§ **SHORT TASK**
Copy out all the data, word for word.

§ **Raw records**
*-*-*
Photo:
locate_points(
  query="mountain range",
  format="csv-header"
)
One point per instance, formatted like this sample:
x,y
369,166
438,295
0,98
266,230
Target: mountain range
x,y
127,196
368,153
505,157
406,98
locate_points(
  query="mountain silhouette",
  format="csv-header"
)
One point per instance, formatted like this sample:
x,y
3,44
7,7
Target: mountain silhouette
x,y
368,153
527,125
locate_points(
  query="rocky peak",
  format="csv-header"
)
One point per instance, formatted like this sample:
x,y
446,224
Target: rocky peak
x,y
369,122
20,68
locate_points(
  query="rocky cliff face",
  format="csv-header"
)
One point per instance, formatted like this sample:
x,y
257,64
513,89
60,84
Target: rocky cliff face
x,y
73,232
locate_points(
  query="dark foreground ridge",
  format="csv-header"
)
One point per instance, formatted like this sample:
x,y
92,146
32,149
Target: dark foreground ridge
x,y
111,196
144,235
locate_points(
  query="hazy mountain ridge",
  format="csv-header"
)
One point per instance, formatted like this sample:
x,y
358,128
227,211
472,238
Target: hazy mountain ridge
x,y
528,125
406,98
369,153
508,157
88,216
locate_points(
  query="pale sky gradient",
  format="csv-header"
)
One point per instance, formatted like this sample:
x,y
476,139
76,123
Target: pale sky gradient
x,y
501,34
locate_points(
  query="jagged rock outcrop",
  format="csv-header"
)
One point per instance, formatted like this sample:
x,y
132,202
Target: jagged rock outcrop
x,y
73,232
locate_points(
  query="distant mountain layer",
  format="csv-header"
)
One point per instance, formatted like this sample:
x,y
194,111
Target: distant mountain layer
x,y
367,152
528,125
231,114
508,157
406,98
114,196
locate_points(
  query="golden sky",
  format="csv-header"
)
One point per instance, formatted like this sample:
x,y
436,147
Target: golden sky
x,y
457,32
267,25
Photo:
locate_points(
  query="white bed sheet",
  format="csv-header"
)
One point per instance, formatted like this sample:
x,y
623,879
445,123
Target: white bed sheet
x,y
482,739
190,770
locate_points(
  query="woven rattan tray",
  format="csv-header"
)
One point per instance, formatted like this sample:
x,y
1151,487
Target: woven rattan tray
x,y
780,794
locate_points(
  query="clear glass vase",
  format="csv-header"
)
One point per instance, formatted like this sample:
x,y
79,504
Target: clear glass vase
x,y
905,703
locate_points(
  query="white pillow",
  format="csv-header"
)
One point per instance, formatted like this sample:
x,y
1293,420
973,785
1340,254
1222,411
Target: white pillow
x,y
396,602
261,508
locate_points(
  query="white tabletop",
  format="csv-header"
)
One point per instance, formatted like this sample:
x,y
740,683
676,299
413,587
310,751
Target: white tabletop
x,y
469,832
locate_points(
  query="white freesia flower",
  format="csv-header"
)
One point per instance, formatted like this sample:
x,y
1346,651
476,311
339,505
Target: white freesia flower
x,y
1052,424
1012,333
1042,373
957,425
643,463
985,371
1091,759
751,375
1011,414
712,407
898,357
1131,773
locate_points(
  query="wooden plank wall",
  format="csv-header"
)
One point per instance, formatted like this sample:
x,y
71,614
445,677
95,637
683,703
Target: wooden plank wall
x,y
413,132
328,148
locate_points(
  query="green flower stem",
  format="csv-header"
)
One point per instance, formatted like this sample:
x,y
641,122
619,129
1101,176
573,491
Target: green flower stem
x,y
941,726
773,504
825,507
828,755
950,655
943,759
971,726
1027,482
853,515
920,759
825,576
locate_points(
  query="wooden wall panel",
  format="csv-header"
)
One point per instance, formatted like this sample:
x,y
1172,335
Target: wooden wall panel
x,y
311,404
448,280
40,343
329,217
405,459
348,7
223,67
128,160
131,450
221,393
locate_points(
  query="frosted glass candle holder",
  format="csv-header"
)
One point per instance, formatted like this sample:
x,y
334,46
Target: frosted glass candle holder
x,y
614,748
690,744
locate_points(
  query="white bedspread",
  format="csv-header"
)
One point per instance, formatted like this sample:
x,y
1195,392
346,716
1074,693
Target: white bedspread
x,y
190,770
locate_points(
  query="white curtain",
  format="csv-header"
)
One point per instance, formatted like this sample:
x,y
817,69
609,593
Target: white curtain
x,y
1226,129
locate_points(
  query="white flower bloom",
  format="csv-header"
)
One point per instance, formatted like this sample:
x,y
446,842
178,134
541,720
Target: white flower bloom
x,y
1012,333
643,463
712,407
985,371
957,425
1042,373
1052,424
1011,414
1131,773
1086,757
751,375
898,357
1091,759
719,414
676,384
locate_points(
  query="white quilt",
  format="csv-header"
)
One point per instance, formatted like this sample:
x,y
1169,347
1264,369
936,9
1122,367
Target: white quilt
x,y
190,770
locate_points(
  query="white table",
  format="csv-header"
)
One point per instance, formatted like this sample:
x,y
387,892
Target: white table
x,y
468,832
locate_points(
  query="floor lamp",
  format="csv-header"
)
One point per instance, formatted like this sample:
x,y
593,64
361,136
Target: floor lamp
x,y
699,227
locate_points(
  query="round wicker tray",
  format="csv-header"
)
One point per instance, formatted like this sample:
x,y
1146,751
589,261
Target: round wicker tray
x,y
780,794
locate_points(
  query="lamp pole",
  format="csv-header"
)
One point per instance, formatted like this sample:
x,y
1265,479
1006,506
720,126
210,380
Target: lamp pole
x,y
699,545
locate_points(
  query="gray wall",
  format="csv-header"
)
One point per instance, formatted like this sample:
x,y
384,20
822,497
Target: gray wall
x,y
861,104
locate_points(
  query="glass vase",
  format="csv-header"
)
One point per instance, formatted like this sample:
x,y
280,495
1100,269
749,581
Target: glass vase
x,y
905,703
*-*-*
§ **FINAL RESULT**
Photo:
locate_points(
  query="mountain range",
  format="csv-header"
)
One point per instance, formatted like this sample:
x,y
369,166
438,295
0,98
266,230
Target: mountain range
x,y
127,196
368,153
505,157
406,98
locate_points(
  query="mountain silhouette",
  format="csv-header"
)
One point per instance, formatted like this sample:
x,y
3,44
7,7
Target: mountain silhouette
x,y
368,153
527,125
locate_points(
  query="rocky peak",
  format="csv-header"
)
One point per instance, formatted like this sample:
x,y
446,224
Target: rocky peak
x,y
369,122
20,68
locate_points(
  query="rocky cliff face",
  format="csv-header"
)
One point per instance, formatted like this sample:
x,y
257,64
513,89
60,84
Target: rocky cliff face
x,y
73,232
locate_points(
  query="dark foreground ridge",
  format="csv-header"
)
One point per instance, formatted like this sample:
x,y
92,146
32,149
Target: dark foreground ridge
x,y
111,196
144,235
locate_points(
  query="hazy mountain ridge",
  format="csv-header"
)
One point per instance, formatted like this sample:
x,y
358,128
227,211
472,238
Target: hazy mountain ridge
x,y
528,125
406,98
369,153
508,157
88,216
locate_points(
  query="pale sky gradient",
  format="csv-header"
)
One point per instance, formatted like this sample:
x,y
476,139
76,123
Target: pale sky gradient
x,y
501,34
locate_points(
  query="jagged rock outcrop",
  format="csv-header"
)
One point per instance, formatted like this sample:
x,y
132,202
Target: jagged rock outcrop
x,y
73,232
locate_points(
  query="distant mountain layer",
  format="csv-header"
)
One point per instance, formatted like this sample:
x,y
194,111
Target: distant mountain layer
x,y
367,152
528,125
231,114
508,157
406,98
114,196
locate_points(
  query="golden sky",
  format="csv-header"
)
One point per instance, formatted like this sample:
x,y
436,147
Target: golden sky
x,y
457,32
267,25
Photo:
locate_points(
  query="white bed sheet",
  format="csv-header"
)
One point per instance, formatted like this sample:
x,y
623,879
445,123
Target: white bed sheet
x,y
482,739
190,770
locate_points(
  query="woven rattan tray",
  format="csv-header"
)
One point per instance, formatted like this sample:
x,y
1151,487
Target: woven rattan tray
x,y
780,794
locate_points(
  query="clear glass vase",
  format="csv-header"
)
One point per instance, formatted like this sample:
x,y
79,504
Target: clear glass vase
x,y
905,703
locate_points(
  query="white pillow",
  format="csv-header"
)
One point per instance, formatted like this sample:
x,y
1293,420
973,785
1340,254
1222,411
Target: white pillow
x,y
396,602
261,508
locate_points(
  query="white tabletop",
  format="csv-header"
)
One point per instance, formatted like this sample:
x,y
740,683
676,299
413,587
310,751
Target: white tabletop
x,y
469,832
locate_points(
  query="white freesia flower",
  format="csv-header"
)
One point per instance, formatted like this sample:
x,y
1346,651
476,311
339,505
Target: white freesia flower
x,y
1052,424
1012,333
1042,373
957,425
643,463
985,371
1091,759
751,375
1011,414
712,407
898,357
1131,773
locate_points(
  query="wooden plank wall",
  format="csv-header"
)
One point per instance, formatted like this sample:
x,y
71,614
445,677
95,637
683,703
Target: wooden plank wall
x,y
413,132
328,148
locate_points(
  query="green flower stem",
  format="csv-header"
)
One point per instance, formatted like this sample:
x,y
641,122
619,129
1101,176
573,491
Target: green flower stem
x,y
941,726
773,504
825,507
828,755
950,655
943,759
971,726
1027,482
853,515
920,759
825,576
locate_points(
  query="wooden wall panel",
  format="csv-header"
)
One point per instance, formatted like this sample:
x,y
1172,335
Target: wooden wall panel
x,y
311,404
448,280
40,343
329,217
405,459
348,7
223,67
128,160
131,450
221,393
locate_points(
  query="frosted glass candle holder",
  format="csv-header"
)
One point per instance, formatted like this sample:
x,y
334,46
Target: frosted glass candle holder
x,y
614,748
690,744
locate_points(
  query="white bedspread",
  format="csv-header"
)
One point per instance, formatted like this sample:
x,y
1195,392
346,716
1074,693
Target: white bedspread
x,y
190,770
locate_points(
  query="white curtain",
  format="csv-header"
)
One point per instance, formatted like this sample:
x,y
817,69
609,593
Target: white curtain
x,y
1226,129
locate_points(
  query="white flower bloom",
  format="csv-header"
)
One point per instance, formatted like this sample:
x,y
446,842
178,134
541,720
Target: white flower bloom
x,y
1012,333
643,463
712,407
985,371
957,425
1042,373
1052,424
1011,414
1131,773
1086,757
751,375
898,357
1091,759
719,414
676,384
locate_points(
  query="white quilt",
  format="csv-header"
)
One point per instance, formatted like this sample:
x,y
1169,347
1264,369
936,9
1122,367
Target: white quilt
x,y
190,770
locate_points(
  query="white table",
  format="csv-header"
)
One point per instance, formatted like this sample:
x,y
387,892
Target: white table
x,y
468,832
locate_points(
  query="floor lamp",
  format="csv-header"
)
One point per instance, formatted like this sample:
x,y
593,64
361,136
Target: floor lamp
x,y
699,227
locate_points(
  query="round wicker tray",
  format="csv-header"
)
One point per instance, formatted like this sample:
x,y
1146,751
589,261
Target: round wicker tray
x,y
780,794
locate_points(
  query="lamp pole",
  format="csv-header"
)
One point per instance, formatted like this sample:
x,y
1265,479
1006,506
720,126
210,380
Target: lamp pole
x,y
699,545
locate_points(
  query="gray wall",
  format="csv-header"
)
One point per instance, formatted like this sample:
x,y
384,20
822,497
Target: gray wall
x,y
861,104
locate_points(
  query="glass vase",
  format="csv-header"
)
One point per instance, formatted like this sample:
x,y
280,495
1100,269
749,581
Target: glass vase
x,y
905,703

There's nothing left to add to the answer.